**Directions:** Locate every line in the material below that contains the string "sofa" and copy each one out. Case counts.

━━ Records for processing ━━

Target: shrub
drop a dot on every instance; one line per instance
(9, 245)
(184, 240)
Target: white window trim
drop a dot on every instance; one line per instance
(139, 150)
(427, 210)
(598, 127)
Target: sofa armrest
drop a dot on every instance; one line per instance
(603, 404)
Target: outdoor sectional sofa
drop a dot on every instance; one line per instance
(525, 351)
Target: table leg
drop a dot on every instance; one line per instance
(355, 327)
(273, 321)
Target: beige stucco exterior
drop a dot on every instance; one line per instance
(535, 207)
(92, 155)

━━━
━━ Records for processing ━━

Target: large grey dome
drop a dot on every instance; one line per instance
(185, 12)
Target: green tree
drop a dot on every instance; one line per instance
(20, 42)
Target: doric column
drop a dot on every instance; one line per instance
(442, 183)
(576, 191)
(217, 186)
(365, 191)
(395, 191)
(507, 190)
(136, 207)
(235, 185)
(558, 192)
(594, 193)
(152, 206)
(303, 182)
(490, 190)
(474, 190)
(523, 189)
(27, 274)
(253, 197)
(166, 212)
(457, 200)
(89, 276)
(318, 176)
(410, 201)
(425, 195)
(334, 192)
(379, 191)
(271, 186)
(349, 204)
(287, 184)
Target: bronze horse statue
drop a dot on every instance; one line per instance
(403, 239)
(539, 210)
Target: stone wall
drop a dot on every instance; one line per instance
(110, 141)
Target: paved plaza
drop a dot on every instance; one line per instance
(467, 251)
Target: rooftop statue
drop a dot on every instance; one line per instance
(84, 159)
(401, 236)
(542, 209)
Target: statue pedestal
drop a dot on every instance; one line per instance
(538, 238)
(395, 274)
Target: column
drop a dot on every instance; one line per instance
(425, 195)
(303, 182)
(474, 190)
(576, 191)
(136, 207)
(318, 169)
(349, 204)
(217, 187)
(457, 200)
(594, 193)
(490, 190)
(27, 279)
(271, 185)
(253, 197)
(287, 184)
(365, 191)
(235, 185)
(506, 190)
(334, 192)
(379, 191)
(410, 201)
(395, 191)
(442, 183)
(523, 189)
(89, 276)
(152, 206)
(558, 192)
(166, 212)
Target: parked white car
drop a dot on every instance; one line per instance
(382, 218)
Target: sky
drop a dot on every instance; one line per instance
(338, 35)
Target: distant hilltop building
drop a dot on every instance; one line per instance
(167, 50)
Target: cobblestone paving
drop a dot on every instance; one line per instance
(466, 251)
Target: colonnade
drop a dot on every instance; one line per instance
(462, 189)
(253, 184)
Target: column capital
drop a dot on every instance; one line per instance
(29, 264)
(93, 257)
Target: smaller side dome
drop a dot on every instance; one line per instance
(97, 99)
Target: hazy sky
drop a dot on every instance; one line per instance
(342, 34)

━━━

**Solution to this task:**
Target: sofa armrest
Target: outdoor sectional sofa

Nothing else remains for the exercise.